======== Document extract ========

Besides those two, all tests just passed and more that can now be solved (e.g. the one's that expected an illegal argument exception for being "cyclic."). 

I have some "play queries" in TinkerGraphTest that use AND/OR nesting and I will add those to MatchTest now.

Thanks everyone,
Marko.

http://markorodriguez.com

On Jun 18, 2015, at 7:20 AM, Marko Rodriguez <ok...@gmail.com> wrote:

> Hi Stephen,
> 
> There are 3 failing tests. 2 of them are because MatchStep expects a IllegalArgumentException to be thrown because MatchStep can't solve the pattern -- XMatch can. The other one is because of different number of results --- again, debatable on what to actually return as both XMatch and Match return the "right" results, just if the duplicates should be allowed or not.
> 
> Marko.
> 
> http://markorodriguez.com
> 
> On Jun 18, 2015, at 4:44 AM, Stephen Mallette <sp...@gmail.com> wrote:
> 
>> I wanted to see what kind of test coverage existed over XMatch so I quickly
>> swapped xmatch for match.  I'm not sure if additional work needs to be
>> done, but several tests don't pass under xmatch - perhaps the answer there
>> is trivial when you dig into it.  In any case, as it stands with the
>> failing tests, XMatchStep has reasonable coverage, though a few more
>> targeted tests to cover those areas would give me more confidence in a +1
>> for GA.
>> 
>> On Wed, Jun 17, 2015 at 9:37 PM, Matthias Broecheler <me...@matthiasb.com>
>> wrote:
>> 
>>> +1 - I like the consolidation around the different traversal concepts and
>>> the resulting simplification where execution is more orthogonal from
>>> optimization.
>>> 
>>> On Wed, Jun 17, 2015 at 5:03 PM Joshua Shinavier <jo...@fortytwo.net>
>>> wrote:
>>> 
>>>> No objection.  The code is simpler, and it seems like a good course
>>>> correction w.r.t. traversal optimization.  Might be possible to drop in
>>>> something close to the current MatchStep (*) as an alternative if
>>> desired.
>>>> 
>>>> Best,
>>>> 
>>>> Josh
>>>> 
>>>> *) basically, keep track of the inputs and outputs of each component
>>>> traversal of the match, build a plan which minimizes the likely cost of
>>>> running the next element through the plan, keep updating the plan
>>>> 
>>>> 
>>>> On Wed, Jun 17, 2015 at 6:05 PM, Marko Rodriguez <ok...@gmail.com>
>>>> wrote:
>>>> 
>>>>> Hello,
>>>>> 
>>>>> For the last week or so I've been working on XMatchStep w/ Kuppitz.
>>> What
>>>>> spurned this was my burning desire to get and/or/not settled by GA and
>>>>> where()/match() are the culprits that leverage it the most. In fact,
>>>> along
>>>>> with XMatchStep, WhereStep has gotten a massive revamping for the
>>> better.

========

- [Requirements]:
- A) Answer these about the XMatchStep thread:
(i) How many failing tests does the message sent on Jun 18, 2015, at 7:20 AM report?
(ii) Who does Marko say he has been working on XMatchStep with?
(iii) In which test class are the "play queries" that use AND/OR nesting?
- B) Copy the XMatchStep thread word for word, starting at "Besides those two, all" and ending at "to MatchTest now.".
- C) Carry the XMatchStep thread further from the point where its text stops.

======== Extracted entries ========

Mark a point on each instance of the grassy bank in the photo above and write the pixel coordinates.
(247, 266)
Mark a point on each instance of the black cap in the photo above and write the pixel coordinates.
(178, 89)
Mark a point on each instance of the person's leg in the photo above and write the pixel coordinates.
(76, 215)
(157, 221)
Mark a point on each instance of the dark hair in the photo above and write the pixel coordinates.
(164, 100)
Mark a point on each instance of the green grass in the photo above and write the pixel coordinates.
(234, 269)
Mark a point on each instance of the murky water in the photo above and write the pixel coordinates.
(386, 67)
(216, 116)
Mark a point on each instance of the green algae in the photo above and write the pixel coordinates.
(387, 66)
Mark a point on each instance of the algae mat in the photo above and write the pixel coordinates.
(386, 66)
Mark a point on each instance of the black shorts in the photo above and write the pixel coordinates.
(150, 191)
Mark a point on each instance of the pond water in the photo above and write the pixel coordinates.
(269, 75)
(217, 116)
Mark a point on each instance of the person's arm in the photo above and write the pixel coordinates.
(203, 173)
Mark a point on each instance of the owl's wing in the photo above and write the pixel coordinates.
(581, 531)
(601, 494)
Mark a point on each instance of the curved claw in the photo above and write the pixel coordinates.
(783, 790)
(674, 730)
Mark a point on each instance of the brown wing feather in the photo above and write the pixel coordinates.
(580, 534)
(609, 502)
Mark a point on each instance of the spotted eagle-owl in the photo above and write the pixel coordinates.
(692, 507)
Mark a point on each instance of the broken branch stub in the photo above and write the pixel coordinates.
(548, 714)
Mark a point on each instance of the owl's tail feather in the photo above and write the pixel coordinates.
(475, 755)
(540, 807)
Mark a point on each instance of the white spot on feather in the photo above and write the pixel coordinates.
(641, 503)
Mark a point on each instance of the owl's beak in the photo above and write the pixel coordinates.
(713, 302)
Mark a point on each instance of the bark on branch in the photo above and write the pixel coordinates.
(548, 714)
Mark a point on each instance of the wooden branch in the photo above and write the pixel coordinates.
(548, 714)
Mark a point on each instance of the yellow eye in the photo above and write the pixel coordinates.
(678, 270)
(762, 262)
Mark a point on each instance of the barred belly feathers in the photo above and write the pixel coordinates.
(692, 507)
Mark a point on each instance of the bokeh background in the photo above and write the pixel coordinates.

========

- [Answers to the problems]:
- A)
(i) 3
(ii) Kuppitz
(iii) TinkerGraphTest

- B)
Besides those two, all tests just passed and more that can now be solved (e.g. the one's that expected an illegal argument exception for being "cyclic."). 

I have some "play queries" in TinkerGraphTest that use AND/OR nesting and I will add those to MatchTest now.

- C)
>>>>> Anywho, first off, XMatchStep:
>>>>> 
>>>>> ..simple, elegant -- easy, breezy, cover girl:
>>>>> 
>>>>> 
>>>>> 
>>>> 
>>> https://github.com/apache/incubator-tinkerpop/blob/ebb0fd69821857ecefecf9222983c2bd0e189650/gremlin-core/src/main/java/org/apache/tinkerpop/gremlin/process/traversal/step/filter/exp/XMatchStep.java
>>>>> 
>>>>> It is now at a point where it is passing all the MatchTest tests  (save
>>>>> one -- whose expected results are up to debate) and is comparable in
>>>>> performance to the original MatchStep developed by Josh Shinavier
>>> (cc:d)
>>>>> which leverages Matthias Bröcheler's budget match algorithm.
>>>>> 
>>>>> There are a few things about XMatchStep that make it "better" than the
>>>>> current/original MatchStep:
>>>>> 
>>>>>        1. Works for both OLAP and OLTP.
>>>>>        2. Supports nested AND/OR'ing.
>>>>>        3. Supports pluggable "match algorithms." (i.e. pattern
>>> execution
>>>>> plan)
>>>>>        4. Maintains no runtime state (fully functional).
>>>>>        5. Uses the more recent advances in TinkerPop's Step framework.
>>>>>                e.g. Scoping, ComputerAwareStep, ConjunctionStep, etc.
>>>>>        6. Supports a broader range of legal patterns.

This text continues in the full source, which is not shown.